* Task material:
* * *
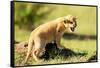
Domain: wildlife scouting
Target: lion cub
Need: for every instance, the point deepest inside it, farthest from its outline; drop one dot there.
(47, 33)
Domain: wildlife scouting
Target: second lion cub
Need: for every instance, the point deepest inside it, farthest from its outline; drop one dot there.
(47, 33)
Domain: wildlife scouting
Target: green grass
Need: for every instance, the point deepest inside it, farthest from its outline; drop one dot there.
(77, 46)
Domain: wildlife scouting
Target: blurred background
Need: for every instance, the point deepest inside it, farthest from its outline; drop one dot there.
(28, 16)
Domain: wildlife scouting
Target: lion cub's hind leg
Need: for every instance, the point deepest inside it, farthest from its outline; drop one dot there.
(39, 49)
* * *
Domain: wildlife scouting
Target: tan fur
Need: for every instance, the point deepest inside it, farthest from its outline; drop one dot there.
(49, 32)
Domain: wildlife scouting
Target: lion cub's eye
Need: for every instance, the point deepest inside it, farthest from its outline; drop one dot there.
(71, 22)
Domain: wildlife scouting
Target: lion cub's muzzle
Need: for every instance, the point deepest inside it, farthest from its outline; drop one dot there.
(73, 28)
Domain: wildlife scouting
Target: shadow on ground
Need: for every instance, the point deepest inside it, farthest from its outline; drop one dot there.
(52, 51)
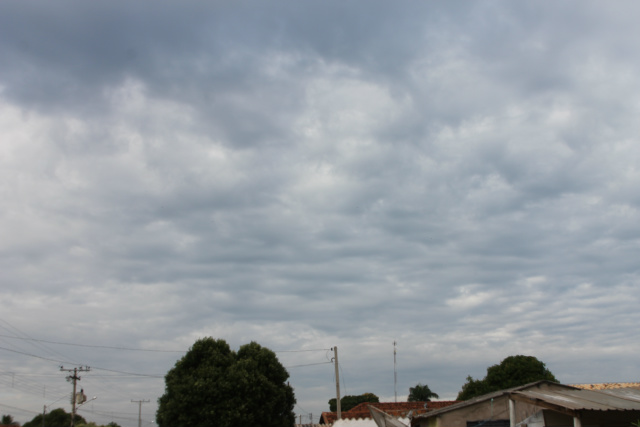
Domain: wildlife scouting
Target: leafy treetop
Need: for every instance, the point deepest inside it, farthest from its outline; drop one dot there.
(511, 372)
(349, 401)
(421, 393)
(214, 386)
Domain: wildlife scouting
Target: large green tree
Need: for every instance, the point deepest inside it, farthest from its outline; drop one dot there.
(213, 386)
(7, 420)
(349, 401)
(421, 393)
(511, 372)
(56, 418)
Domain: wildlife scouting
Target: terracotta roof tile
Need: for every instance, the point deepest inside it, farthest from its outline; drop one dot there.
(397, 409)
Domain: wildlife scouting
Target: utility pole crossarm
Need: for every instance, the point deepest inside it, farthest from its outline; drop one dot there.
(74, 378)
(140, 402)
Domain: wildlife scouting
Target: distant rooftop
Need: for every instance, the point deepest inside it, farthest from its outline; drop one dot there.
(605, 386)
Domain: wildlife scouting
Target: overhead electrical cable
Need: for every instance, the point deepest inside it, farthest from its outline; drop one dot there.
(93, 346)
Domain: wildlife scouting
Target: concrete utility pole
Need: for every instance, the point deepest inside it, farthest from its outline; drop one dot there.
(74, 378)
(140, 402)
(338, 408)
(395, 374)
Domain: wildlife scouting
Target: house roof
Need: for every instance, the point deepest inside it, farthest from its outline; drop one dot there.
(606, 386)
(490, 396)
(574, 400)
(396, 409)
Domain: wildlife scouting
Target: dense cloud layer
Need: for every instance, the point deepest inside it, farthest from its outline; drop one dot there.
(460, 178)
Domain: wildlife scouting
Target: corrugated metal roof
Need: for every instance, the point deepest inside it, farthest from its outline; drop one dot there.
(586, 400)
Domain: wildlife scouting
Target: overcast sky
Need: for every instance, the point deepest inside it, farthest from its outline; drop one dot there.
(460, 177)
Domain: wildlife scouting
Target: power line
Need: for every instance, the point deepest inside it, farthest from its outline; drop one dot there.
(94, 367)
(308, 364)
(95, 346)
* * *
* Work instructions:
Pick out every line in the entries above that contains the word "utility", and copy each of those lines in full.

* Completed exercise:
Target: utility pole crossarm
Target: concrete utility pole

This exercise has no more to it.